__TASK GOAL__
Your answer must be the full listing below, repeated exactly.

__DATA SUPPLIED__
**********

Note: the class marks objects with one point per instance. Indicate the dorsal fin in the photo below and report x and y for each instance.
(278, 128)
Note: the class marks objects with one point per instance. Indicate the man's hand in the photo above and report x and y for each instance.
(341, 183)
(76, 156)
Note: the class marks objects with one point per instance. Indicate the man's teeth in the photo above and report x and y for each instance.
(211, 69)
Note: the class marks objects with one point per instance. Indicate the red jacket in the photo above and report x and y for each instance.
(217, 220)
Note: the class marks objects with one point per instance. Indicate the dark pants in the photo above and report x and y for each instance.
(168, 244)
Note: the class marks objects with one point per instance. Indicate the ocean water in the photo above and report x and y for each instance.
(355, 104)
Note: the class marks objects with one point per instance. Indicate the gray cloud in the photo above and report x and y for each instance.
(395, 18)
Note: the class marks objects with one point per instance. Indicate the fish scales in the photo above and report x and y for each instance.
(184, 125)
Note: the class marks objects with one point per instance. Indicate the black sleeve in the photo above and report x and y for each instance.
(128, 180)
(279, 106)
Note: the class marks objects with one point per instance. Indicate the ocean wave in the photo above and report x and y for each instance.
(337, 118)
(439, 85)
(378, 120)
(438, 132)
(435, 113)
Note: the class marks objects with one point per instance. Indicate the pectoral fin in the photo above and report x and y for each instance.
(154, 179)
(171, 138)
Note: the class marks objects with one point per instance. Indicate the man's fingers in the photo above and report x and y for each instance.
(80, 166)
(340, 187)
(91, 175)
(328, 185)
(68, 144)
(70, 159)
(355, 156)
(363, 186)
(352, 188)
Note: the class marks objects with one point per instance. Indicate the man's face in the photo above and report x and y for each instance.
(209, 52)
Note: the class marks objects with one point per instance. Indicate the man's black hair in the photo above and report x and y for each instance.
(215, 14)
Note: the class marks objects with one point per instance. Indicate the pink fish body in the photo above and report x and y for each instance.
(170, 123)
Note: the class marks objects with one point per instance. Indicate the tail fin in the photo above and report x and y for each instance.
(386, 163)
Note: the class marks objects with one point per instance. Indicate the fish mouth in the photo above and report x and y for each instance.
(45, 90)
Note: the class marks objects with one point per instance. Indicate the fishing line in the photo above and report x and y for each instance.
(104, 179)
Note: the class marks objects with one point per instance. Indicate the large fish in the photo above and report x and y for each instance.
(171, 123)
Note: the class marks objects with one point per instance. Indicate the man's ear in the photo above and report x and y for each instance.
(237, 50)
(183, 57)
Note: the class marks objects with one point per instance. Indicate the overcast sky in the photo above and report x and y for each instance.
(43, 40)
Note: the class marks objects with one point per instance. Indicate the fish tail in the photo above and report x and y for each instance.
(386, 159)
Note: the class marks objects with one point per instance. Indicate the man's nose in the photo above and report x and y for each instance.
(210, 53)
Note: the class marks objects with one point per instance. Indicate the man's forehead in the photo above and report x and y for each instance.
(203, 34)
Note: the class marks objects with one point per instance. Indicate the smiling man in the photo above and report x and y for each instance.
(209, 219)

**********

__EXPECTED ANSWER__
Note: the class marks objects with one point per instance. Indicate the dorsal fin in the photo below and report x and y for each instance.
(278, 128)
Note: the class marks objects with one point per instance. Indicate the man's hand in the photo above and report x and y for each instance.
(341, 183)
(76, 156)
Note: the class marks objects with one point per instance. Indicate the man's teeth in the photo above and report x and y for each instance.
(211, 69)
Note: the class marks objects with one point per instance. Indicate the red jacket in the photo above and report x and y for each instance.
(217, 220)
Note: the class marks objects with one point per instance. Indicate the dark pants in the photo above and report x and y for each instance.
(168, 244)
Note: the class marks objects with one point per instance. Indicate the ocean water in the photo above and report x and y for each instance.
(355, 104)
Note: the class marks objects with one point per instance. Indicate the gray cloud in the photo above and report x and y for each instance.
(395, 18)
Note: the class marks objects with one point per instance. Indicate the fish scales in the photo above and report x and y for each instance.
(184, 125)
Note: the class marks objects with one point per instance. Indicate the black sleeve in the photo above and report x and y for each instance.
(128, 180)
(279, 106)
Note: the class marks objects with one point per instance. Indicate the ocean wave in the photo above and report x and y for each instance.
(337, 118)
(439, 85)
(378, 120)
(438, 132)
(435, 113)
Note: the class marks objects with one point per instance. Indicate the pectoral fin in the photo above and report x and y for each instance.
(154, 179)
(171, 138)
Note: the class marks objects with one point per instance. Indicate the man's fingers in the photo above and report x and y for each instance.
(80, 166)
(340, 187)
(91, 175)
(328, 185)
(68, 144)
(70, 159)
(355, 156)
(363, 186)
(352, 188)
Note: the class marks objects with one point per instance. Indicate the man's face in the photo above and report x and y for each instance.
(209, 52)
Note: the class marks objects with one point per instance. Indicate the man's black hair in the photo above and report x and y for each instance.
(215, 14)
Note: the class marks objects with one point per instance. Indicate the pink fish body in the photo above and report x and y for each instance.
(170, 123)
Note: the class marks objects with one point per instance. Indicate the tail fin in the photo above and report x and y for each instance.
(386, 163)
Note: the class marks objects with one point per instance. Indicate the fish mouth in the photo above and report x and y for each instance.
(45, 90)
Note: the class marks objects with one point per instance. Indicate the fishing line in the photo above and report x and y for each instance.
(104, 179)
Note: the class marks objects with one point per instance. Indicate the large fish in the photo above and report x and y for each instance.
(171, 123)
Note: the class marks objects with one point per instance. Indicate the man's ear in the photo above and report x and y for each instance.
(237, 50)
(183, 57)
Note: the class marks objects with one point per instance. Indicate the overcast sky in the photo above and report x and y for each instance.
(43, 40)
Note: the class marks objects with one point per instance. Indicate the fish tail in the photo above and report x and y for each instance.
(386, 159)
Note: the class marks objects with one point per instance. Indicate the man's nose in the photo above and report x and y for each instance.
(210, 53)
Note: the class marks objects with one point per instance. Indicate the man's forehead in the photo above and report x and y for each instance.
(203, 34)
Note: the class marks objects with one point per instance. Indicate the smiling man in the photo above and report x and y for each instance.
(209, 219)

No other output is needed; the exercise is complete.